> Activity: Since only a count is wanted, work out how many lines in the material below contain the word "collar" and return that number.

> Input material:
------

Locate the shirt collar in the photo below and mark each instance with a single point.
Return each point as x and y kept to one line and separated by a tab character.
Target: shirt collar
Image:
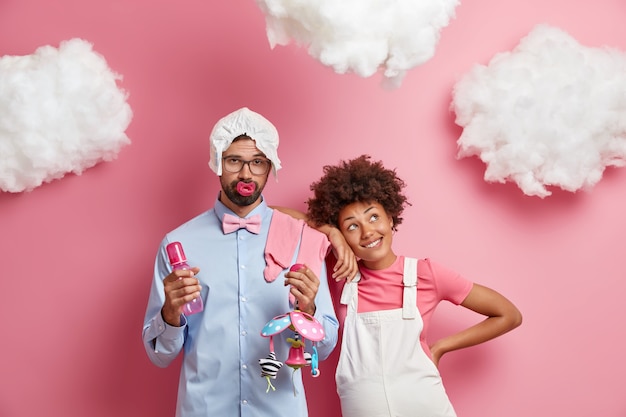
220	209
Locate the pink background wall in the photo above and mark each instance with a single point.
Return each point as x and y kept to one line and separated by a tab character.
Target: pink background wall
77	253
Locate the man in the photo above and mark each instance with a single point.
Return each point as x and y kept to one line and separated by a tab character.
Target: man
243	280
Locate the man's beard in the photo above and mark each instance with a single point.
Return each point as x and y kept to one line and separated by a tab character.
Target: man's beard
238	199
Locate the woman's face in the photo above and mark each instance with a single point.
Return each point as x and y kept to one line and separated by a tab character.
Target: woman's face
368	230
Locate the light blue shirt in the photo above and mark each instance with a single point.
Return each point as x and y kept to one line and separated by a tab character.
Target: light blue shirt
220	375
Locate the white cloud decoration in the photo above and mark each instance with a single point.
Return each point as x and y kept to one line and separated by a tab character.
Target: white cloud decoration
61	111
550	113
361	36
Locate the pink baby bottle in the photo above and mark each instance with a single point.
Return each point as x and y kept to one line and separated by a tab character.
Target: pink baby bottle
178	260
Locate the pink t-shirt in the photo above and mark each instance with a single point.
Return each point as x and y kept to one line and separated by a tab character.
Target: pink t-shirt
382	289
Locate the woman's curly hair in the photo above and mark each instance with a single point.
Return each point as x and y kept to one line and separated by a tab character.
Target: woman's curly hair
356	180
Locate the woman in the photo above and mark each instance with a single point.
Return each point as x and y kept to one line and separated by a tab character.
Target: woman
386	367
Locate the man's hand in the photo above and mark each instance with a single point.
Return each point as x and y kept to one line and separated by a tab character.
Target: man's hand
181	287
346	266
304	285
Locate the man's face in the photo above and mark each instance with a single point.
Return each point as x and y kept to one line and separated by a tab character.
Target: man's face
243	188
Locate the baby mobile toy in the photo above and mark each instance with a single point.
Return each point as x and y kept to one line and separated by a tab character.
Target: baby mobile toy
304	327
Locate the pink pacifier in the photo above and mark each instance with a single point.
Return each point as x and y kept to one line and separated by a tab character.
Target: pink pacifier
246	189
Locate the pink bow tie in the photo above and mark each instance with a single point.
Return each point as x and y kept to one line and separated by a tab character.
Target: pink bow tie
232	223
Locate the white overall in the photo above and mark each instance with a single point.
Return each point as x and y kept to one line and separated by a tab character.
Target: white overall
383	370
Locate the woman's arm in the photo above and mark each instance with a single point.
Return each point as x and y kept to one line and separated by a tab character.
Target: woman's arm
502	316
346	266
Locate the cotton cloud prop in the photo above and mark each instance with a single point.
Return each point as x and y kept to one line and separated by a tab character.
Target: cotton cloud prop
549	113
61	111
361	36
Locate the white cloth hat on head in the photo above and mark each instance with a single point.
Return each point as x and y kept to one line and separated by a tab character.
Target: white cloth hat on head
243	122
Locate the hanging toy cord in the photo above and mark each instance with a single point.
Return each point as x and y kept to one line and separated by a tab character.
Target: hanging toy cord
315	371
270	367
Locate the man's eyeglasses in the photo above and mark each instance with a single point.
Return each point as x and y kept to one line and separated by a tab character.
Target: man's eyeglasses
257	166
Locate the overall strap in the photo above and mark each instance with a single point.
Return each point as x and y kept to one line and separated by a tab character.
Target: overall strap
349	295
409	298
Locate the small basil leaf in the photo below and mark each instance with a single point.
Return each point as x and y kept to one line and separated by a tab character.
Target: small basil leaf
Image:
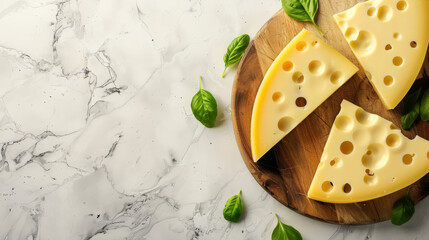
235	51
424	106
285	232
411	109
302	10
204	107
233	208
402	210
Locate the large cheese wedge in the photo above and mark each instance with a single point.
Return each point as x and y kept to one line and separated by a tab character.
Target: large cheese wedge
366	157
303	75
390	39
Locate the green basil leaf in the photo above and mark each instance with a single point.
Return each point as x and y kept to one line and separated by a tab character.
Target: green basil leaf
204	107
285	232
233	208
302	10
235	51
424	106
411	109
402	210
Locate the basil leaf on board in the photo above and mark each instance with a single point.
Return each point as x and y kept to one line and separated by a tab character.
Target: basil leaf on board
285	232
204	107
424	106
233	208
411	109
302	10
235	51
403	210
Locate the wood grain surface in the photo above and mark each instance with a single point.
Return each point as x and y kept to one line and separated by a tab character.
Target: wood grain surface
287	170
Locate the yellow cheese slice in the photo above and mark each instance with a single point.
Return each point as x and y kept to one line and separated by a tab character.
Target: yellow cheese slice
390	39
304	75
366	157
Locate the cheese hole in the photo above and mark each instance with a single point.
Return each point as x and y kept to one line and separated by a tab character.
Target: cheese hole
346	147
384	13
371	11
316	67
347	188
364	117
351	33
393	140
297	77
301	46
370	180
407	159
301	102
388	80
397	36
285	124
336	162
388	47
401	5
278	97
327	186
287	66
376	156
397	61
336	77
344	123
364	44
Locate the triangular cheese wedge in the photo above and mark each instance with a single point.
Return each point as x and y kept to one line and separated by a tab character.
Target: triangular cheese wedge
304	75
390	40
366	157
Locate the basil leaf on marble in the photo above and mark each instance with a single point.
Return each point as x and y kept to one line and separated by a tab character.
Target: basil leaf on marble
403	210
285	232
411	109
204	107
424	106
235	51
302	10
233	208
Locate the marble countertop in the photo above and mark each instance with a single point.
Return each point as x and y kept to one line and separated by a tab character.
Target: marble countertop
97	137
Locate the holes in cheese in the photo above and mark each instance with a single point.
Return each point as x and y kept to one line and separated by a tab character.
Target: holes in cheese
347	188
327	186
344	123
292	89
316	67
298	77
337	77
380	162
397	61
381	34
384	13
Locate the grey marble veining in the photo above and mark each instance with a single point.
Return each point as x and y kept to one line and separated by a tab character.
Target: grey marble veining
97	137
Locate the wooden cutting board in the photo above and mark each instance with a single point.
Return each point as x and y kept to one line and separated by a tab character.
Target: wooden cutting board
287	170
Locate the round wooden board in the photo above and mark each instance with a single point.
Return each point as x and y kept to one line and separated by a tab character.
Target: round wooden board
287	170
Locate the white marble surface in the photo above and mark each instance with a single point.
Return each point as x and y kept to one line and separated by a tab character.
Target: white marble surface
97	137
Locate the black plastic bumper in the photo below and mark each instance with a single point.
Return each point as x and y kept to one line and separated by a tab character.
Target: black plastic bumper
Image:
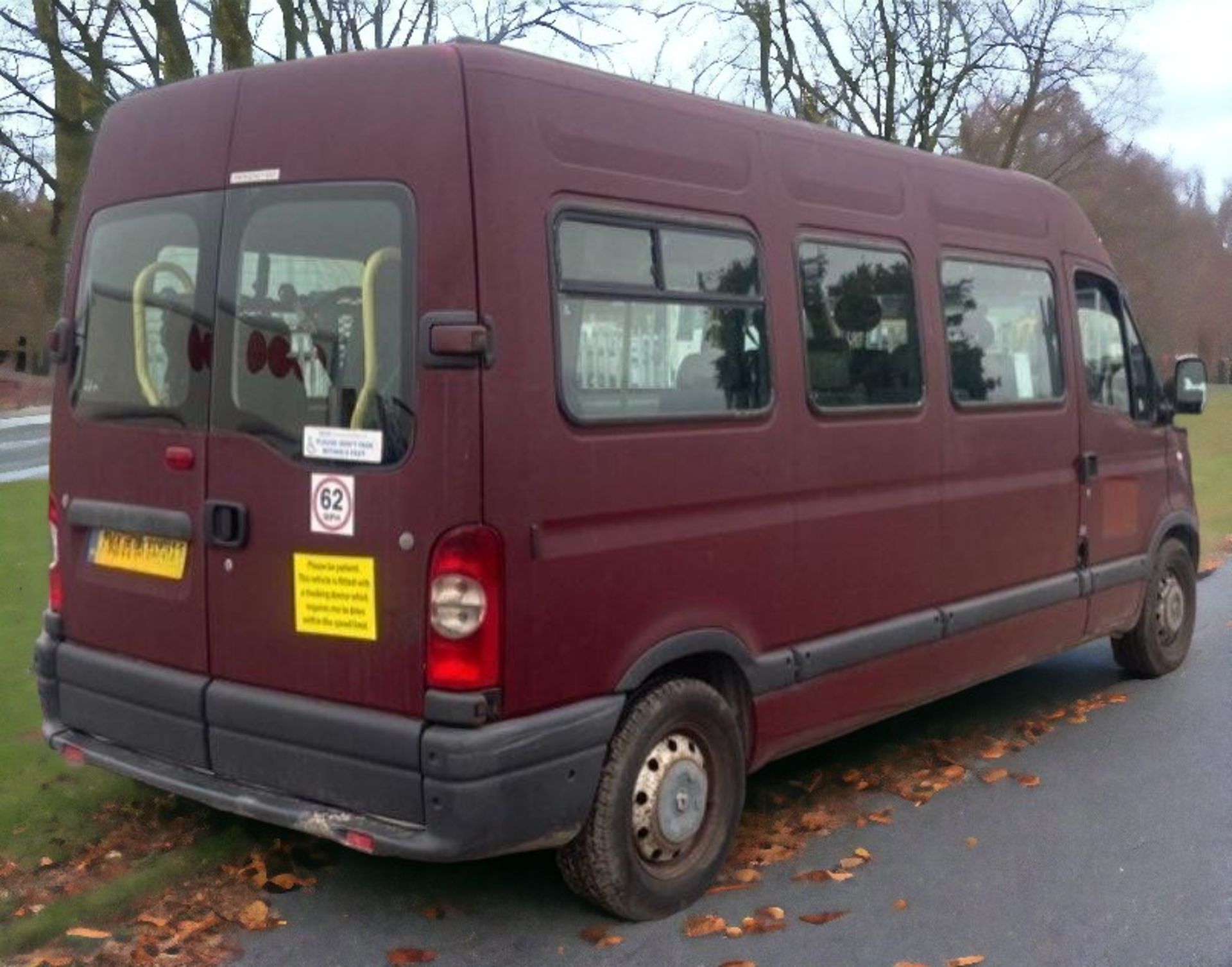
418	790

------

> Written answer: 2